Problem to work on: Pictures stay out; please output the remaining data exactly.
═══ Task data
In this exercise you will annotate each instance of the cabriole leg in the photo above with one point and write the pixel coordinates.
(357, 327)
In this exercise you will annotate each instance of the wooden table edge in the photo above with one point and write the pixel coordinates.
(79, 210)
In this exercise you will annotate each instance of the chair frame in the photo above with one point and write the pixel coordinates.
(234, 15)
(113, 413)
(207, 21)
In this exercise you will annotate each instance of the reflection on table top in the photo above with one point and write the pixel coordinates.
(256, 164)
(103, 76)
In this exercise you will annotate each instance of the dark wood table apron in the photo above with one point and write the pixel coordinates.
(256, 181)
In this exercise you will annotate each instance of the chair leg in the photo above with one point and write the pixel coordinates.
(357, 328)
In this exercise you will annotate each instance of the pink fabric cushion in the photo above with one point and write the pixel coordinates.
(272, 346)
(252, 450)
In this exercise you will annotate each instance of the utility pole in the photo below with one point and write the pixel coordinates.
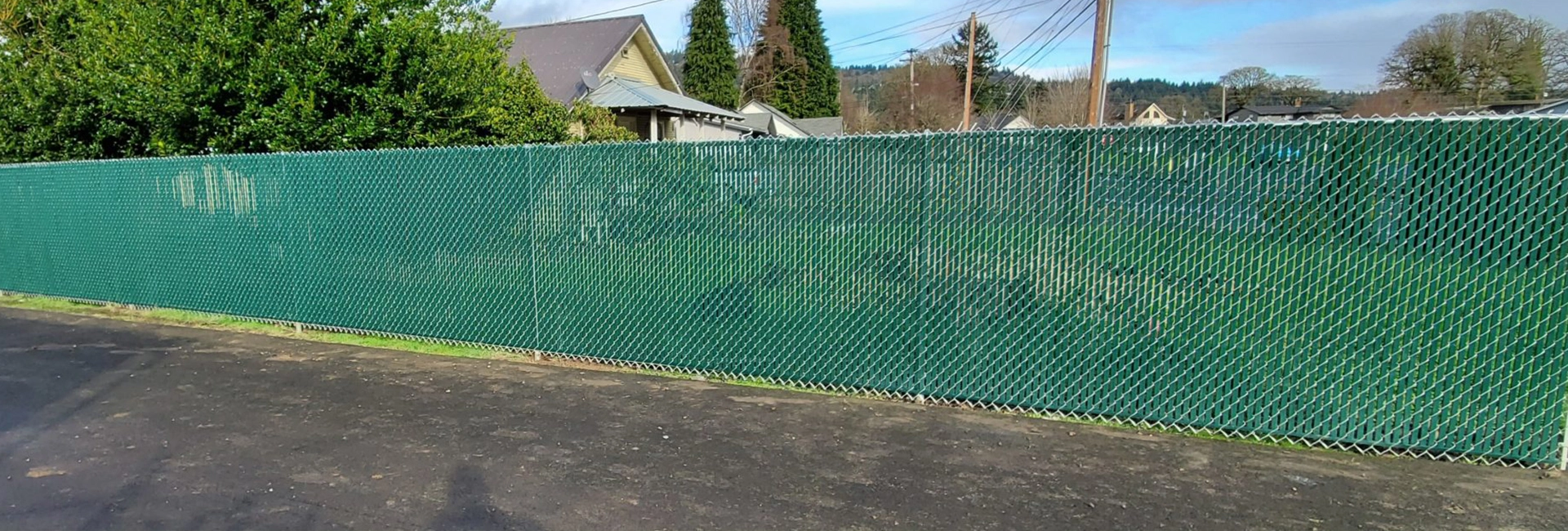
══════
Answer to this task:
In this exercise you will annotate each instance of the cabriole leg in the photo above with one point and write the pixel coordinates.
(357, 327)
In this exercise you will annotate each instance of the wooden table edge in the photo above with one point and write the pixel coordinates.
(79, 210)
In this exercise you will annotate each instance of the chair frame in the photo above with one point and write the pixel coordinates.
(234, 15)
(113, 413)
(207, 21)
In this exercise you will annotate each instance of the reflection on table top in the photo above with one point and write the pixel coordinates.
(256, 164)
(103, 76)
In this exercise you will annotate each instance of the dark wood table apron in the photo above with one point and write the pixel coordinates.
(256, 181)
In this exercise you will annotate each instance of the chair leg in the photo above with one point and write the pixel coordinates.
(357, 328)
In this exercise you will annotate each instance of the pink fabric cushion in the photo above with one point and write the pixel coordinates.
(272, 346)
(252, 450)
In this exercise you will annotate each instance of the utility pole in the photo below with one point and write the pixel coordinates.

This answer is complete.